Output all of the material once more, so that every line matches the original exactly.
[Records to process — start]
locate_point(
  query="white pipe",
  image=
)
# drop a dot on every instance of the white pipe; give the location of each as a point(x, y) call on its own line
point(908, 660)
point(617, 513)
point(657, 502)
[Records to process — finish]
§ **Solution below**
locate_point(
  query="white pipe",
  image=
)
# drop a dot on every instance of the white pipe; give the location of each as a point(x, y) call on its own line
point(908, 660)
point(617, 513)
point(657, 502)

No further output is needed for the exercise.